> _MATERIAL FOR THIS EXERCISE_

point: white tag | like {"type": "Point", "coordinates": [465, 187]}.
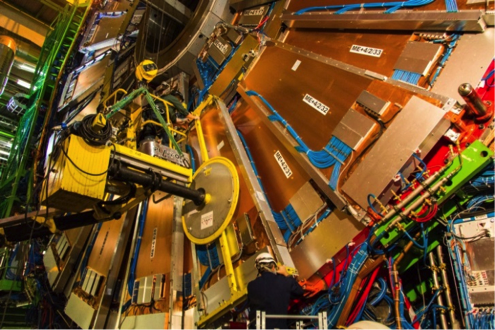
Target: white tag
{"type": "Point", "coordinates": [223, 48]}
{"type": "Point", "coordinates": [368, 51]}
{"type": "Point", "coordinates": [260, 196]}
{"type": "Point", "coordinates": [153, 243]}
{"type": "Point", "coordinates": [206, 220]}
{"type": "Point", "coordinates": [283, 164]}
{"type": "Point", "coordinates": [254, 12]}
{"type": "Point", "coordinates": [220, 145]}
{"type": "Point", "coordinates": [296, 65]}
{"type": "Point", "coordinates": [314, 103]}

> _DIRECTIVE_
Turn every line of the entries above into a numbered list, skipping blank lines and leaving out the pictures.

> _SOLVED PROBLEM_
1. point: white tag | like {"type": "Point", "coordinates": [465, 187]}.
2. Target: white tag
3. {"type": "Point", "coordinates": [223, 48]}
4. {"type": "Point", "coordinates": [368, 51]}
5. {"type": "Point", "coordinates": [260, 196]}
6. {"type": "Point", "coordinates": [153, 243]}
7. {"type": "Point", "coordinates": [206, 220]}
8. {"type": "Point", "coordinates": [283, 164]}
9. {"type": "Point", "coordinates": [254, 12]}
10. {"type": "Point", "coordinates": [220, 145]}
11. {"type": "Point", "coordinates": [296, 65]}
12. {"type": "Point", "coordinates": [314, 103]}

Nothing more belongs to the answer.